[Start of section]

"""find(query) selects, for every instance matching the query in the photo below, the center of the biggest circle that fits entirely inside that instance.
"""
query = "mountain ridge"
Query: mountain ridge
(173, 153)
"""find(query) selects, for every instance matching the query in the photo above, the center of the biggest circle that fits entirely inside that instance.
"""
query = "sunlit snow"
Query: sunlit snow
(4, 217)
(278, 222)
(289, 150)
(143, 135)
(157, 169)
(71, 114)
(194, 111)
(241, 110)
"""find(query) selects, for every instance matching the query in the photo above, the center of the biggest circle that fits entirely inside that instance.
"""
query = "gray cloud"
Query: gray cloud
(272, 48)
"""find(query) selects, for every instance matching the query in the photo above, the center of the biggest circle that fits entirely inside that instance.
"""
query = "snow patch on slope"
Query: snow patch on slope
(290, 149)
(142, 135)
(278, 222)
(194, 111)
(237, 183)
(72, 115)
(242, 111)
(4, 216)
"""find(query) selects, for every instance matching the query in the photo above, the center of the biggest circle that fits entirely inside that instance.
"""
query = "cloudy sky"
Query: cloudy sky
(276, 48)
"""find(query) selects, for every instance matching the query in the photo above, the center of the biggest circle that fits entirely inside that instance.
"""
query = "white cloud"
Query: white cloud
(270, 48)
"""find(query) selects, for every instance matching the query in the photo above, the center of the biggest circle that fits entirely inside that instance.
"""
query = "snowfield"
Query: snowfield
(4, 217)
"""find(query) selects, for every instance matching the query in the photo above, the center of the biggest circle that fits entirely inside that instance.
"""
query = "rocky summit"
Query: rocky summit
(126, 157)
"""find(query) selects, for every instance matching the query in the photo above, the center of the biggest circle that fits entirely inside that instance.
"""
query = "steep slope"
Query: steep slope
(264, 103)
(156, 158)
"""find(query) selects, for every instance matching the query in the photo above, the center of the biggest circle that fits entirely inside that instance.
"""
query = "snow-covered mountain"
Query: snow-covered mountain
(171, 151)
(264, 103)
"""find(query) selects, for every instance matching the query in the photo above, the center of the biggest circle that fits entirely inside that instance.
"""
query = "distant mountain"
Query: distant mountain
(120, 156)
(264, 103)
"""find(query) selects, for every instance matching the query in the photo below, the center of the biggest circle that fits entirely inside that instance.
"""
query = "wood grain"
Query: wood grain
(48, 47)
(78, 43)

[End of section]

WHAT TO PRODUCE:
For this exercise, transcribe all the records exactly.

RESULT FOR THIS TASK:
"""find(query) selects, for every instance matching the query in the photo below, the center of the biggest circle that fits entirely inside that instance.
"""
query = "mountain ridge"
Query: mountain ridge
(173, 153)
"""find(query) selects, for every instance matching the query in the photo above, the center of the biggest circle that fits entirely inside that instance.
"""
query = "sunlit snow"
Query: sunlit snow
(4, 217)
(278, 222)
(289, 150)
(143, 135)
(157, 169)
(71, 114)
(194, 111)
(241, 110)
"""find(query) selects, for every instance matching the query in the photo above, the center of the biggest circle that fits entirely inside that instance.
"""
query = "gray cloud"
Query: gray cloud
(272, 48)
"""find(query) selects, for every instance matching the query in the photo above, the center of the biggest circle that fits entirely inside that instance.
"""
query = "snow patch on slope"
Query: snow patch on slope
(290, 149)
(142, 135)
(278, 222)
(194, 111)
(237, 183)
(72, 115)
(242, 111)
(4, 216)
"""find(query) selects, for every instance matching the query in the photo above, the center of the biggest circle that fits entirely inside that instance.
"""
query = "cloudy sky"
Query: cloudy sky
(276, 48)
"""find(query) selects, for every instance matching the query in the photo above, the center of the biggest circle that fits entirely inside that instance.
"""
query = "white cloud"
Query: white cloud
(270, 48)
"""find(query) selects, for every instance matching the query in the photo above, the center of the biggest circle that fits entirely inside that instance.
"""
query = "snowfield"
Query: snowfield
(4, 217)
"""find(query) selects, for every instance matching the query in the photo above, the center of the biggest circle that fits entirely inside that instance.
"""
query = "rocky summit"
Query: rocky summit
(126, 157)
"""find(query) selects, for every instance matching the query in the photo above, the center of the biggest circle that fits entirely inside that instance.
"""
query = "steep slope"
Query: steep slope
(264, 103)
(156, 158)
"""find(query) selects, for every instance matching the query in the photo above, the center of the biggest circle that fits entirely inside that instance.
"""
query = "snow-covered mountain"
Query: snow-covered mountain
(171, 151)
(264, 103)
"""find(query) selects, for every instance matching the query in the photo above, the center of the biggest circle that fits entirely inside that instance.
"""
query = "distant mountain"
Query: distant mountain
(120, 156)
(264, 103)
"""find(query) selects, for every instance matching the query in the photo below, the center of the biggest circle that fits entirely inside that instance.
"""
query = "wood grain"
Query: wood grain
(48, 47)
(78, 43)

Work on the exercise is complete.